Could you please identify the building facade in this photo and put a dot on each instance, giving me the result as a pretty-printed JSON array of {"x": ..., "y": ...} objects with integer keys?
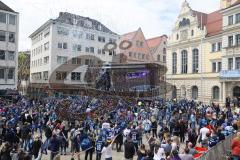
[
  {"x": 9, "y": 22},
  {"x": 230, "y": 75},
  {"x": 137, "y": 49},
  {"x": 158, "y": 49},
  {"x": 190, "y": 56},
  {"x": 68, "y": 42}
]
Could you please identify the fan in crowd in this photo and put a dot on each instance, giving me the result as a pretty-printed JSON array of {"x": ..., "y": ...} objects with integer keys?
[{"x": 75, "y": 124}]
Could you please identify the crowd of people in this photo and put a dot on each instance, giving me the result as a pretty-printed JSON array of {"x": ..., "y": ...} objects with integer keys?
[{"x": 153, "y": 129}]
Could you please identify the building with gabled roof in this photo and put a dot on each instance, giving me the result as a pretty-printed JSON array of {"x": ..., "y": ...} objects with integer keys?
[
  {"x": 9, "y": 28},
  {"x": 194, "y": 55},
  {"x": 157, "y": 47},
  {"x": 138, "y": 50}
]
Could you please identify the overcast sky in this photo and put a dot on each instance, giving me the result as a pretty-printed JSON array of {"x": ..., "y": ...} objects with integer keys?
[{"x": 155, "y": 17}]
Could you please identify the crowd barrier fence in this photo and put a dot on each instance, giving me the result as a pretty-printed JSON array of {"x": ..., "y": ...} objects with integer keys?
[{"x": 220, "y": 151}]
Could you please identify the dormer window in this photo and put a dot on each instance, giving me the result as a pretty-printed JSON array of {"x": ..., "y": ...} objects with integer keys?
[
  {"x": 184, "y": 22},
  {"x": 88, "y": 23},
  {"x": 99, "y": 27}
]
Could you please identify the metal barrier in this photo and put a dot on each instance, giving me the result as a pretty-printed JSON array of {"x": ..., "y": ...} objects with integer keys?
[{"x": 218, "y": 152}]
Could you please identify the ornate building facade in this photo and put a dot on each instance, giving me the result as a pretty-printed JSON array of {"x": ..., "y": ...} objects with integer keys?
[{"x": 190, "y": 56}]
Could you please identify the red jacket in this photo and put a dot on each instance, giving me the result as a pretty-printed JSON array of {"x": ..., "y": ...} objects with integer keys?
[{"x": 236, "y": 146}]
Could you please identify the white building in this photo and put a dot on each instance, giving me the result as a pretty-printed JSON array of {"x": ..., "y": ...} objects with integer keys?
[
  {"x": 69, "y": 40},
  {"x": 230, "y": 76},
  {"x": 8, "y": 47}
]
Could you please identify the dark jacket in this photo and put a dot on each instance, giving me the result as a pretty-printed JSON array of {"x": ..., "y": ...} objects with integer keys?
[
  {"x": 36, "y": 146},
  {"x": 54, "y": 144},
  {"x": 129, "y": 149}
]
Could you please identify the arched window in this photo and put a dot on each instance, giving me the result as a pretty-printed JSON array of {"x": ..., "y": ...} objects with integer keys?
[
  {"x": 174, "y": 63},
  {"x": 195, "y": 60},
  {"x": 164, "y": 50},
  {"x": 184, "y": 62},
  {"x": 194, "y": 92},
  {"x": 215, "y": 92}
]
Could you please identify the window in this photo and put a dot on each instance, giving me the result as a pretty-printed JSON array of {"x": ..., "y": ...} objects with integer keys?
[
  {"x": 90, "y": 36},
  {"x": 2, "y": 55},
  {"x": 111, "y": 40},
  {"x": 64, "y": 45},
  {"x": 76, "y": 76},
  {"x": 195, "y": 61},
  {"x": 62, "y": 31},
  {"x": 230, "y": 63},
  {"x": 61, "y": 75},
  {"x": 111, "y": 52},
  {"x": 194, "y": 92},
  {"x": 213, "y": 47},
  {"x": 11, "y": 55},
  {"x": 219, "y": 46},
  {"x": 46, "y": 60},
  {"x": 11, "y": 73},
  {"x": 164, "y": 58},
  {"x": 230, "y": 20},
  {"x": 45, "y": 75},
  {"x": 46, "y": 46},
  {"x": 214, "y": 67},
  {"x": 184, "y": 62},
  {"x": 2, "y": 36},
  {"x": 137, "y": 43},
  {"x": 87, "y": 49},
  {"x": 158, "y": 57},
  {"x": 60, "y": 45},
  {"x": 91, "y": 49},
  {"x": 130, "y": 54},
  {"x": 11, "y": 37},
  {"x": 230, "y": 41},
  {"x": 238, "y": 40},
  {"x": 87, "y": 62},
  {"x": 103, "y": 51},
  {"x": 46, "y": 33},
  {"x": 174, "y": 63},
  {"x": 79, "y": 47},
  {"x": 3, "y": 17},
  {"x": 12, "y": 19},
  {"x": 139, "y": 55},
  {"x": 101, "y": 39},
  {"x": 164, "y": 51},
  {"x": 61, "y": 60},
  {"x": 2, "y": 73},
  {"x": 76, "y": 60},
  {"x": 237, "y": 63},
  {"x": 219, "y": 66},
  {"x": 99, "y": 51},
  {"x": 238, "y": 18},
  {"x": 215, "y": 92},
  {"x": 135, "y": 55}
]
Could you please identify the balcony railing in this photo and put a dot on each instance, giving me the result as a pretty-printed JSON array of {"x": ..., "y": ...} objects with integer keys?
[{"x": 229, "y": 74}]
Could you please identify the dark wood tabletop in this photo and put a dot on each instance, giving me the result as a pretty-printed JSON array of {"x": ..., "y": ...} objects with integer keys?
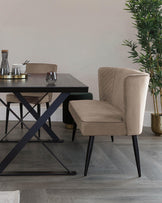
[{"x": 37, "y": 83}]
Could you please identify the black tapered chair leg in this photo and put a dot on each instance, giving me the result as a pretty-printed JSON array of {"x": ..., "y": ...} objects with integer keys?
[
  {"x": 49, "y": 120},
  {"x": 74, "y": 131},
  {"x": 136, "y": 153},
  {"x": 112, "y": 138},
  {"x": 89, "y": 152},
  {"x": 38, "y": 111},
  {"x": 7, "y": 116},
  {"x": 21, "y": 114}
]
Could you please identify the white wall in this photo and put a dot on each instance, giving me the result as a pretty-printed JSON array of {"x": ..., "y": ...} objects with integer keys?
[{"x": 78, "y": 35}]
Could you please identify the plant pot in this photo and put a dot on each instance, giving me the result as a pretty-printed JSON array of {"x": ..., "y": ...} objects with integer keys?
[{"x": 156, "y": 124}]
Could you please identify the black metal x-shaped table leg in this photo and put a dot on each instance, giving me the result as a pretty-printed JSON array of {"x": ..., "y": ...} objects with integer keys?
[{"x": 38, "y": 124}]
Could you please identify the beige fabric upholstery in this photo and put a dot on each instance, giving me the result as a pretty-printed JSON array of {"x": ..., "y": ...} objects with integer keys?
[
  {"x": 30, "y": 96},
  {"x": 120, "y": 110}
]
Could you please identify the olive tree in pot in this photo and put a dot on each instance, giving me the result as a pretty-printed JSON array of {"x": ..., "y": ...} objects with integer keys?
[{"x": 147, "y": 51}]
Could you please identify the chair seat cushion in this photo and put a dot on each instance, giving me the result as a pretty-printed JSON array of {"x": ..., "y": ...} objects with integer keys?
[
  {"x": 32, "y": 98},
  {"x": 97, "y": 118}
]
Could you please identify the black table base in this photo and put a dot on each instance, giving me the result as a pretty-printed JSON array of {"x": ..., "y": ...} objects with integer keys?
[{"x": 41, "y": 122}]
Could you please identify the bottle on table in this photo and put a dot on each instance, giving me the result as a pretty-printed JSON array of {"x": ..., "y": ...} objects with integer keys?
[{"x": 5, "y": 69}]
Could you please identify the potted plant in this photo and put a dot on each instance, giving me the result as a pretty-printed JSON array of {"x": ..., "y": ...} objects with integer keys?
[{"x": 147, "y": 51}]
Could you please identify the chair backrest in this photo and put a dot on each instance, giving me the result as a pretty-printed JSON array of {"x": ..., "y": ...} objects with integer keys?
[
  {"x": 40, "y": 67},
  {"x": 126, "y": 89}
]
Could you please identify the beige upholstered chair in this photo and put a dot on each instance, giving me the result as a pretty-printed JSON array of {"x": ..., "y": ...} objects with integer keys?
[
  {"x": 120, "y": 110},
  {"x": 32, "y": 98}
]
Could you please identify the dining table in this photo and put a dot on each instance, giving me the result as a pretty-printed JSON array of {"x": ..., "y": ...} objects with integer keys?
[{"x": 64, "y": 85}]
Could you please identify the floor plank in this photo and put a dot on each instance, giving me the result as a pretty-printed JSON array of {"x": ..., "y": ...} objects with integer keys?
[{"x": 112, "y": 173}]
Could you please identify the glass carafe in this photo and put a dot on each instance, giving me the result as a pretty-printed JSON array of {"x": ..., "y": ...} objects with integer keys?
[{"x": 5, "y": 69}]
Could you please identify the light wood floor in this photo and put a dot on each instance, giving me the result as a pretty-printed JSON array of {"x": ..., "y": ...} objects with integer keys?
[{"x": 112, "y": 176}]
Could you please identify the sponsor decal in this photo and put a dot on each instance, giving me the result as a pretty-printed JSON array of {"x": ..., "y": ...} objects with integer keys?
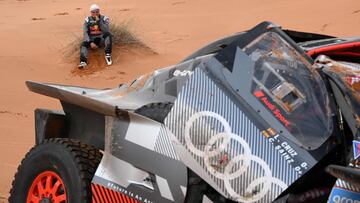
[
  {"x": 182, "y": 73},
  {"x": 120, "y": 191},
  {"x": 217, "y": 146},
  {"x": 340, "y": 195},
  {"x": 271, "y": 107},
  {"x": 289, "y": 154},
  {"x": 356, "y": 147}
]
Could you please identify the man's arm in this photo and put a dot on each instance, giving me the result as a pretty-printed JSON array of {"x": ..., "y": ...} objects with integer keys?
[
  {"x": 86, "y": 30},
  {"x": 105, "y": 24}
]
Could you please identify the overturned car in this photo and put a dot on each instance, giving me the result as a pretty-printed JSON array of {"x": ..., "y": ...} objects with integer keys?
[{"x": 263, "y": 115}]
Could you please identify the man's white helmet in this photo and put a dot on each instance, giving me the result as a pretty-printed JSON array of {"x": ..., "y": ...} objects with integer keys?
[{"x": 94, "y": 7}]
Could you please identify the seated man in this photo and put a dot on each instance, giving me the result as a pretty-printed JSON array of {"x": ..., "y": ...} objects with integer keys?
[{"x": 96, "y": 32}]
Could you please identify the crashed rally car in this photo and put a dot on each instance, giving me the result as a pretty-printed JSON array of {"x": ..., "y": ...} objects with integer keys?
[{"x": 266, "y": 115}]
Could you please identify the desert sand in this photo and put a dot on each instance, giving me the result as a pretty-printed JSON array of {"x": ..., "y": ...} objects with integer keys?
[{"x": 35, "y": 34}]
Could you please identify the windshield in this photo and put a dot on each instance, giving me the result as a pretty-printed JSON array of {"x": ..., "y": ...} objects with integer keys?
[{"x": 287, "y": 85}]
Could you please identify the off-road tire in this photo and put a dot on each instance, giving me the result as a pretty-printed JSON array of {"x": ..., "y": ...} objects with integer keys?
[{"x": 73, "y": 161}]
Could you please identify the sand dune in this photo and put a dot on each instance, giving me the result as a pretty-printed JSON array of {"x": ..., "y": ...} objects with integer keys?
[{"x": 35, "y": 33}]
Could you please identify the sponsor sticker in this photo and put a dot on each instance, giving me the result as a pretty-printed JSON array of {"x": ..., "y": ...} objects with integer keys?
[
  {"x": 339, "y": 195},
  {"x": 356, "y": 146}
]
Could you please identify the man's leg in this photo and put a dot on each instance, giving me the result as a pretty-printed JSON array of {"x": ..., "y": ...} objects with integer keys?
[
  {"x": 84, "y": 51},
  {"x": 108, "y": 47},
  {"x": 108, "y": 42}
]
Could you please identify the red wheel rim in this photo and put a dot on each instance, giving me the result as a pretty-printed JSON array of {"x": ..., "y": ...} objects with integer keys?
[{"x": 48, "y": 187}]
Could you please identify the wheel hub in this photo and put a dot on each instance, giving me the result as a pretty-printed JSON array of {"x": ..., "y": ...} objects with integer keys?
[
  {"x": 47, "y": 187},
  {"x": 45, "y": 200}
]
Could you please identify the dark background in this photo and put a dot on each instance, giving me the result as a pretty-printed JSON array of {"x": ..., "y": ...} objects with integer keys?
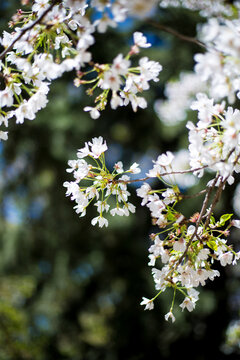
[{"x": 72, "y": 291}]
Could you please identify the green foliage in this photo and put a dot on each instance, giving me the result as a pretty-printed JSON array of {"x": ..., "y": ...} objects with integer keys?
[{"x": 68, "y": 291}]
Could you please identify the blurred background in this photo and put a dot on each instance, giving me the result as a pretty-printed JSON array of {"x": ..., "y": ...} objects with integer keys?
[{"x": 70, "y": 291}]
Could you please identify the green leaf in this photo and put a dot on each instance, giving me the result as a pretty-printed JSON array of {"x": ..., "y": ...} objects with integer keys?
[
  {"x": 224, "y": 218},
  {"x": 212, "y": 245}
]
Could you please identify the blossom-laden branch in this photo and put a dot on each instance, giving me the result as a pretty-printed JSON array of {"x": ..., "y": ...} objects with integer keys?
[
  {"x": 187, "y": 247},
  {"x": 37, "y": 52},
  {"x": 27, "y": 28}
]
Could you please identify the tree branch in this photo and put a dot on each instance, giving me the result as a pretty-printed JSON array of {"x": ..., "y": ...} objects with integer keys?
[{"x": 27, "y": 28}]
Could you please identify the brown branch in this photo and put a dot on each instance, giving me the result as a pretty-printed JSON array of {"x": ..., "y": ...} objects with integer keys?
[
  {"x": 202, "y": 212},
  {"x": 176, "y": 33},
  {"x": 28, "y": 28}
]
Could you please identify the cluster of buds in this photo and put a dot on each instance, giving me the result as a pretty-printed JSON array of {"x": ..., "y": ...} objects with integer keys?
[
  {"x": 94, "y": 183},
  {"x": 123, "y": 80}
]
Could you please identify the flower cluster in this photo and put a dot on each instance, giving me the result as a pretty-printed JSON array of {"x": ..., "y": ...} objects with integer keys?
[
  {"x": 214, "y": 140},
  {"x": 124, "y": 81},
  {"x": 180, "y": 95},
  {"x": 55, "y": 38},
  {"x": 186, "y": 247},
  {"x": 94, "y": 183}
]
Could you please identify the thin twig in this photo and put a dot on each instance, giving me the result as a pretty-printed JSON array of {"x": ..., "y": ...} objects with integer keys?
[{"x": 27, "y": 28}]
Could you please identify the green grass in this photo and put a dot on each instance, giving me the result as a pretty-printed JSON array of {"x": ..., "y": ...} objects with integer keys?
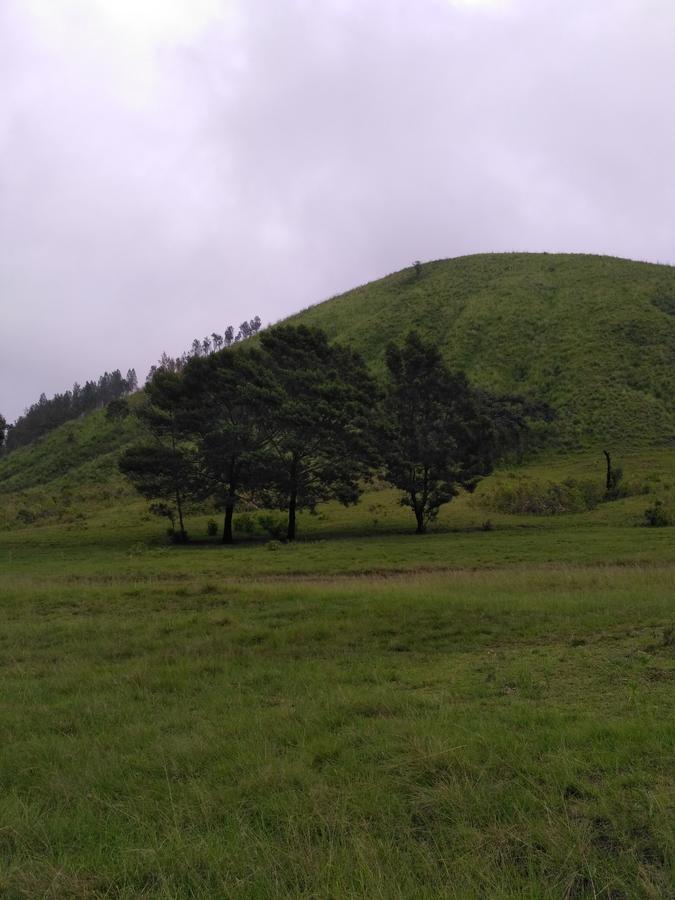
[
  {"x": 594, "y": 336},
  {"x": 485, "y": 711},
  {"x": 366, "y": 713},
  {"x": 470, "y": 734}
]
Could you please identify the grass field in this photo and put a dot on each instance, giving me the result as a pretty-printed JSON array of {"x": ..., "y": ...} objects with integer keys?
[{"x": 367, "y": 713}]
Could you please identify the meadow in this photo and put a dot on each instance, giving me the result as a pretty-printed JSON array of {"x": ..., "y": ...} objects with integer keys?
[{"x": 483, "y": 711}]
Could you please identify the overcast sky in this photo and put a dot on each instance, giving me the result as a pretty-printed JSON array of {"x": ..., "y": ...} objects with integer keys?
[{"x": 169, "y": 167}]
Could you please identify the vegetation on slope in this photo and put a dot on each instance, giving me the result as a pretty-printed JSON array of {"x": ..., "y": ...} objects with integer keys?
[{"x": 592, "y": 336}]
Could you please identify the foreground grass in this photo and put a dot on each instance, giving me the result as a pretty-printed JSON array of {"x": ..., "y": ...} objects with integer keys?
[{"x": 499, "y": 733}]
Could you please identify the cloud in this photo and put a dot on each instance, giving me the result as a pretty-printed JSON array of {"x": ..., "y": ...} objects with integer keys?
[{"x": 169, "y": 168}]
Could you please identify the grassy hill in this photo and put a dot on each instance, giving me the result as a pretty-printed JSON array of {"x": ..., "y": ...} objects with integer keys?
[
  {"x": 593, "y": 336},
  {"x": 485, "y": 711}
]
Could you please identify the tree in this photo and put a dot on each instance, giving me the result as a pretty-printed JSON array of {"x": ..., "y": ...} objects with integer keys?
[
  {"x": 319, "y": 431},
  {"x": 131, "y": 381},
  {"x": 164, "y": 468},
  {"x": 230, "y": 396},
  {"x": 435, "y": 435}
]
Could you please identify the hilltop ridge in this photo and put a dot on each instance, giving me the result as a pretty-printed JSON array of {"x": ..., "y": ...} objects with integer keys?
[{"x": 592, "y": 336}]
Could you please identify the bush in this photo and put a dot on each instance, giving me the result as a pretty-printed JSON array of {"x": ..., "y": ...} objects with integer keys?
[
  {"x": 545, "y": 498},
  {"x": 246, "y": 524},
  {"x": 658, "y": 516},
  {"x": 274, "y": 525}
]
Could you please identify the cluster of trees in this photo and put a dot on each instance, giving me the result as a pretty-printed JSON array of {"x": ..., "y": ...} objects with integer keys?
[
  {"x": 47, "y": 414},
  {"x": 212, "y": 343},
  {"x": 296, "y": 420}
]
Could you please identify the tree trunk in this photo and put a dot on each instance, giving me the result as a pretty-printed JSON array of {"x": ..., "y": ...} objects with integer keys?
[
  {"x": 421, "y": 524},
  {"x": 181, "y": 526},
  {"x": 292, "y": 504},
  {"x": 608, "y": 479},
  {"x": 228, "y": 537},
  {"x": 292, "y": 500}
]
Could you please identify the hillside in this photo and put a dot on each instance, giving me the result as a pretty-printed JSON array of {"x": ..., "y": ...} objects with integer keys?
[{"x": 592, "y": 336}]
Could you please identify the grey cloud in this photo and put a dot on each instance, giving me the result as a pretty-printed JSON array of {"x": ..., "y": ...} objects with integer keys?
[{"x": 302, "y": 148}]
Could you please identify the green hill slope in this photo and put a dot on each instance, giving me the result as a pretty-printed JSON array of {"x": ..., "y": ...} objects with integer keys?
[{"x": 593, "y": 336}]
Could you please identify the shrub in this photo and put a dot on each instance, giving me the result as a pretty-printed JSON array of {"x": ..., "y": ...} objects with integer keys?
[
  {"x": 658, "y": 516},
  {"x": 545, "y": 498},
  {"x": 275, "y": 526}
]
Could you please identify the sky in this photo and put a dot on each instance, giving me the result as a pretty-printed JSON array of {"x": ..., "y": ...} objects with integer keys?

+ + + + +

* WHAT TO PRODUCE
Could you reproduce the data from the line with "Could you please identify the tree trunk" up to and including the final line, with 107 added to every x and y point coordinate and all other text left unchanged?

* TASK RESPONSE
Could you please identify the tree trunk in this photo and put a dot on each instance, giving me the result as a pretty-printed JSON array of {"x": ..., "y": ...} objects with integer keys?
[
  {"x": 528, "y": 631},
  {"x": 288, "y": 633},
  {"x": 399, "y": 611},
  {"x": 715, "y": 586},
  {"x": 335, "y": 644},
  {"x": 399, "y": 607}
]
Could you please identify the hillside in this photo and put a dot on each instance, giving me the result as a pretty-printed JSON array of {"x": ..., "y": ...} objects with integer keys?
[{"x": 699, "y": 443}]
Could you please identify the grey cloud in this photo and put a dot on each instance, giving me the result as a pretty-printed JSON array of {"x": ..., "y": ...} objects with integer keys?
[{"x": 409, "y": 255}]
Could you please identify the green hill slope in this photo and put a dot on each instance, giving me the result as a pretty-printed JSON array of {"x": ..., "y": ...} objects with integer keys?
[{"x": 700, "y": 443}]
Could you please identify the shrub in this photo and put a dot on each instance, giving me the result as a pretty-printed JSON array of {"x": ..., "y": ...} objects with integer keys?
[
  {"x": 765, "y": 623},
  {"x": 652, "y": 605},
  {"x": 382, "y": 633}
]
Could you please identify the sky in this photo and put a dot on each instance, giving me the result as a pretty-printed JSON array of {"x": ..., "y": ...} objects with integer keys?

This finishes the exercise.